## TEXT PASSAGE
####

Criminal justice reform, or at least frequent clemency of deserving prisoners, sounds like a very wonderful idea — so wonderful, in fact, that even the Trump White House has embraced it as their own.
Every time we hear about reform initiatives, it’s always involves a single mother who made a mistake trafficking marijuana 18 years ago for a boyfriend, has been in bars ever since due to some sort of sentencing loophole and has turned her life around, teaching other inmates how to read.
Mind you, I’m not mocking cases like that, and clearly such individuals probably deserve a second chance. What we don’t hear about, however, is the uglier side of the whole thing: usually involving clemency, usually involving people who probably shouldn’t be out on the streets again and often for political purposes.
In this vein, I present you Andrew Cuomo. The Democrat governor of New York gave clemency to 29 convicts at the end of last year, including, according to The New York Times, “22 immigrants who were at risk of deportation or blocked from citizenship because of criminal convictions.”
“While President Trump shuts down the federal government over his obsession with keeping immigrants out, New York stands strong in our support for immigrant communities,” Cuomo said in a statement.
“These actions will help keep immigrant families together and take a critical step toward a more just, more fair and more compassionate New York.”
There were also seven other individuals who received year-end pardons from the governor.
Even The Times couldn’t help but to note the rather cynical nature of the pardon process. See if you can’t detect a note of sarcasm here regarding the wholesale nature of the affairs: “Immigration has become a key theme in Mr. Cuomo’s annual clemency grants, responding to what he has called ‘a war on our immigrant communities’ by the Trump administration.”

####

## DATA TO EXAMINE
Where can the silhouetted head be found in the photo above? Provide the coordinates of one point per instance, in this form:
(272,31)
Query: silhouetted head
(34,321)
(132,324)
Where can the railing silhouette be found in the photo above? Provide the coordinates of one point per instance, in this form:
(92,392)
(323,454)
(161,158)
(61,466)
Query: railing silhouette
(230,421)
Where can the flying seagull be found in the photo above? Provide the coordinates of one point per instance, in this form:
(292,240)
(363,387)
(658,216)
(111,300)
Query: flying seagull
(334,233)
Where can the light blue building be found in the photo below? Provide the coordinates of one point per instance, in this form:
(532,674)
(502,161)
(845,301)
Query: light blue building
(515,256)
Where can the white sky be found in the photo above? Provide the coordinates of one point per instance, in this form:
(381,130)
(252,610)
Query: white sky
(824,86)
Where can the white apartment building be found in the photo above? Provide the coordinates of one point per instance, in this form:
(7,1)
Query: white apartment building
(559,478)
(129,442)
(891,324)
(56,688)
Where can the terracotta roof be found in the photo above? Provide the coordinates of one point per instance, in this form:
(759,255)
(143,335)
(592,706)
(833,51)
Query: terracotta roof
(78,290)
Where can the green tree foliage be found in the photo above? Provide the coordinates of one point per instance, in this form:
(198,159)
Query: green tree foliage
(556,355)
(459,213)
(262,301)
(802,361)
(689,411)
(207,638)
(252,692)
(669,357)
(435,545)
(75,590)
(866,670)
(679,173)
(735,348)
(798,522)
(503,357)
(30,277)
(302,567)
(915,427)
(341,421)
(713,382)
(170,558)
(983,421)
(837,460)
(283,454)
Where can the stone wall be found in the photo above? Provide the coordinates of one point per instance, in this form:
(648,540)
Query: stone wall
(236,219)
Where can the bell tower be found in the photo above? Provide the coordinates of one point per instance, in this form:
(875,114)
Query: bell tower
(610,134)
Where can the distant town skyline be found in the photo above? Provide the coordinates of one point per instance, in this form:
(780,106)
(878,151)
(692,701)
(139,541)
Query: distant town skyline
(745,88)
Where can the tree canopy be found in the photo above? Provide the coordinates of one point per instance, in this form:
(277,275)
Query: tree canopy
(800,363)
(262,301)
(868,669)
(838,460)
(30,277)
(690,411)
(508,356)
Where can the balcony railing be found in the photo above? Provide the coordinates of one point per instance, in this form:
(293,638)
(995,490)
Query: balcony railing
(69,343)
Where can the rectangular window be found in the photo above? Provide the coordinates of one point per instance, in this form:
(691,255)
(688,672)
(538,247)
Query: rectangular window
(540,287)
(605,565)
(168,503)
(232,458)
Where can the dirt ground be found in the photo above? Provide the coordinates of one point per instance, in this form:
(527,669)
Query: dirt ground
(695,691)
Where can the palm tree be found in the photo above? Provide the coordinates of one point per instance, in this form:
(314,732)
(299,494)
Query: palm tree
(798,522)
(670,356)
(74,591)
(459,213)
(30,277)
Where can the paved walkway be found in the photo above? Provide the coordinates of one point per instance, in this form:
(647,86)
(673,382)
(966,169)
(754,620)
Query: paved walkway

####

## PROBLEM STATEMENT
Reproduce the clemency article in full, word for word. Work only from the clemency article and ignore the records.

## SOLUTION
Criminal justice reform, or at least frequent clemency of deserving prisoners, sounds like a very wonderful idea — so wonderful, in fact, that even the Trump White House has embraced it as their own.
Every time we hear about reform initiatives, it’s always involves a single mother who made a mistake trafficking marijuana 18 years ago for a boyfriend, has been in bars ever since due to some sort of sentencing loophole and has turned her life around, teaching other inmates how to read.
Mind you, I’m not mocking cases like that, and clearly such individuals probably deserve a second chance. What we don’t hear about, however, is the uglier side of the whole thing: usually involving clemency, usually involving people who probably shouldn’t be out on the streets again and often for political purposes.
In this vein, I present you Andrew Cuomo. The Democrat governor of New York gave clemency to 29 convicts at the end of last year, including, according to The New York Times, “22 immigrants who were at risk of deportation or blocked from citizenship because of criminal convictions.”
“While President Trump shuts down the federal government over his obsession with keeping immigrants out, New York stands strong in our support for immigrant communities,” Cuomo said in a statement.
“These actions will help keep immigrant families together and take a critical step toward a more just, more fair and more compassionate New York.”
There were also seven other individuals who received year-end pardons from the governor.
Even The Times couldn’t help but to note the rather cynical nature of the pardon process. See if you can’t detect a note of sarcasm here regarding the wholesale nature of the affairs: “Immigration has become a key theme in Mr. Cuomo’s annual clemency grants, responding to what he has called ‘a war on our immigrant communities’ by the Trump administration.”